● **Task brief**: Nothing in the data may be altered; restate all of it exactly.

● **Supplied records**:
------------------------------------------------------------------------

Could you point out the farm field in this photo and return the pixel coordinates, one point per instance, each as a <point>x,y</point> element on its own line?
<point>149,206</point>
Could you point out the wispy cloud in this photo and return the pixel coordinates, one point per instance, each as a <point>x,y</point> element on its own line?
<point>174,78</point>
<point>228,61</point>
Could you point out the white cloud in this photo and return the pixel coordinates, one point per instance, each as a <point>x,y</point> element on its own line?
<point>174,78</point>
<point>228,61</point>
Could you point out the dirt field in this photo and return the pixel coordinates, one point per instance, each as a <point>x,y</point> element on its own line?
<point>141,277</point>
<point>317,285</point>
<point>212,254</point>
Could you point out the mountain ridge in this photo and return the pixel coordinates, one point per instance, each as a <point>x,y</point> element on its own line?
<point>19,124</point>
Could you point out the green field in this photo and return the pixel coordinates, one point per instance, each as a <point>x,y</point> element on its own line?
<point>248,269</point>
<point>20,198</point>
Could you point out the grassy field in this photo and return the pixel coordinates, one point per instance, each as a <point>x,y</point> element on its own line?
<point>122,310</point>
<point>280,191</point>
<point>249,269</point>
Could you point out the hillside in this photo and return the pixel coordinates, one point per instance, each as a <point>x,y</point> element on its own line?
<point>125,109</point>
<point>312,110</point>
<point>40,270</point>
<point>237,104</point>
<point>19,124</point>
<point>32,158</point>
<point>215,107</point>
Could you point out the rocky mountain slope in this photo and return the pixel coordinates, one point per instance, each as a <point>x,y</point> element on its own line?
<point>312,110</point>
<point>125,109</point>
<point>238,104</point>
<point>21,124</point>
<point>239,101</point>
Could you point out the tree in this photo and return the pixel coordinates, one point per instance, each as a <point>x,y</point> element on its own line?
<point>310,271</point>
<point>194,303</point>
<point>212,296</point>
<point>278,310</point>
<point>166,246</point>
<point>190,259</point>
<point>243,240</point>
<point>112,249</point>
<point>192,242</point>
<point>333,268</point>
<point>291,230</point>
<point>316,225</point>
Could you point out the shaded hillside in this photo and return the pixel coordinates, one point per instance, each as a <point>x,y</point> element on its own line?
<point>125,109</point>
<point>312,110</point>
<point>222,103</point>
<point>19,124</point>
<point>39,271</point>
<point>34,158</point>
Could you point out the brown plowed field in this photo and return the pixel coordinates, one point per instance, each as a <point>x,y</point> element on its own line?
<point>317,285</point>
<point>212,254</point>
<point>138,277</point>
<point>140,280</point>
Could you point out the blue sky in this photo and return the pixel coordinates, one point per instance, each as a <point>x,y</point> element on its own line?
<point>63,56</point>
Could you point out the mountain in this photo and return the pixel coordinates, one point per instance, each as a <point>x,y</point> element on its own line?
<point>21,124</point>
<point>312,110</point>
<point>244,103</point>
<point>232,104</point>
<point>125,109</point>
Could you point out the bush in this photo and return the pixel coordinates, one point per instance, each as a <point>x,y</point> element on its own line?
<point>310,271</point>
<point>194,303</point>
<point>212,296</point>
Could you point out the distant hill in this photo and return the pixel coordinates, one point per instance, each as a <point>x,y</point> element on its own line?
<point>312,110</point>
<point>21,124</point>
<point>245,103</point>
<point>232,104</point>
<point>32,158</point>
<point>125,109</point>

------------------------------------------------------------------------

● **Problem solution**:
Could you point out the farm field in this photo and return the pixel coordinates, one point per instance, each as a <point>x,y</point> element on its own line?
<point>149,206</point>
Could you point out the wispy cloud in this photo and return the pixel coordinates, one point per instance, each as a <point>x,y</point> element on its own line?
<point>174,78</point>
<point>228,61</point>
Could you point out the white cloud in this photo and return the pixel coordinates, one point per instance, each as a <point>x,y</point> element on its own line?
<point>174,78</point>
<point>228,61</point>
Could you point out the dirt field in this photo and return the pixel coordinates, one point per instance, each as a <point>x,y</point> element on its own line?
<point>141,277</point>
<point>317,285</point>
<point>212,254</point>
Could you point out the mountain ridge in this photo and return the pixel coordinates, one point per instance, each as a <point>x,y</point> element on its own line?
<point>19,124</point>
Could you point out the green field in this photo and return the pixel coordinates, one point per instance, each as a <point>x,y</point> element on its own line?
<point>248,269</point>
<point>20,198</point>
Could you point out the grassy field in this photo and return the pixel coordinates, one point per instance, each as a <point>x,y</point> element on its own line?
<point>122,310</point>
<point>280,191</point>
<point>249,269</point>
Could you point out the hillside in this photo and return the pixel coordinates, one point per instance, each as a <point>x,y</point> element on its own line?
<point>125,109</point>
<point>312,110</point>
<point>40,270</point>
<point>237,104</point>
<point>19,124</point>
<point>32,158</point>
<point>215,107</point>
Could you point out the rocky mountain slope in this photo and return the pixel coordinates, one point per instance, each as a <point>x,y</point> element on its own line?
<point>312,110</point>
<point>125,109</point>
<point>238,104</point>
<point>21,124</point>
<point>239,101</point>
Could you point out the tree in this photo and return the pixel coordinates, one point per instance, each as a <point>x,y</point> element on its own line?
<point>310,271</point>
<point>194,303</point>
<point>212,296</point>
<point>278,310</point>
<point>166,246</point>
<point>190,259</point>
<point>243,240</point>
<point>112,249</point>
<point>192,242</point>
<point>333,268</point>
<point>291,230</point>
<point>316,225</point>
Could you point out the shaded hillside in this photo and return the pixel coordinates, one point per instance, each as a <point>x,y</point> element on its own line?
<point>125,109</point>
<point>312,110</point>
<point>222,103</point>
<point>19,124</point>
<point>39,271</point>
<point>34,158</point>
Could you point out the brown plowed field in this photo and return the pixel coordinates, one point per instance, each as a <point>x,y</point> element on its own line?
<point>317,285</point>
<point>212,254</point>
<point>138,277</point>
<point>140,280</point>
Could you point out the blue sky in this photo and return the pixel coordinates, one point per instance, each as a <point>x,y</point> element on its own line?
<point>63,56</point>
Could you point out the mountain in this photo and return the pixel coordinates, one point per instance, each as a <point>x,y</point> element on its own line?
<point>21,124</point>
<point>312,110</point>
<point>244,103</point>
<point>232,104</point>
<point>125,109</point>
Could you point out the bush in this photo and return the pixel coordinates, one point per instance, each as a <point>x,y</point> element on its own line?
<point>310,271</point>
<point>194,303</point>
<point>212,296</point>
Could you point out the distant hill in this photo and return the pixel coordinates, one point per instance, each as a <point>x,y</point> element on its own line?
<point>312,110</point>
<point>21,124</point>
<point>245,103</point>
<point>232,104</point>
<point>32,158</point>
<point>125,109</point>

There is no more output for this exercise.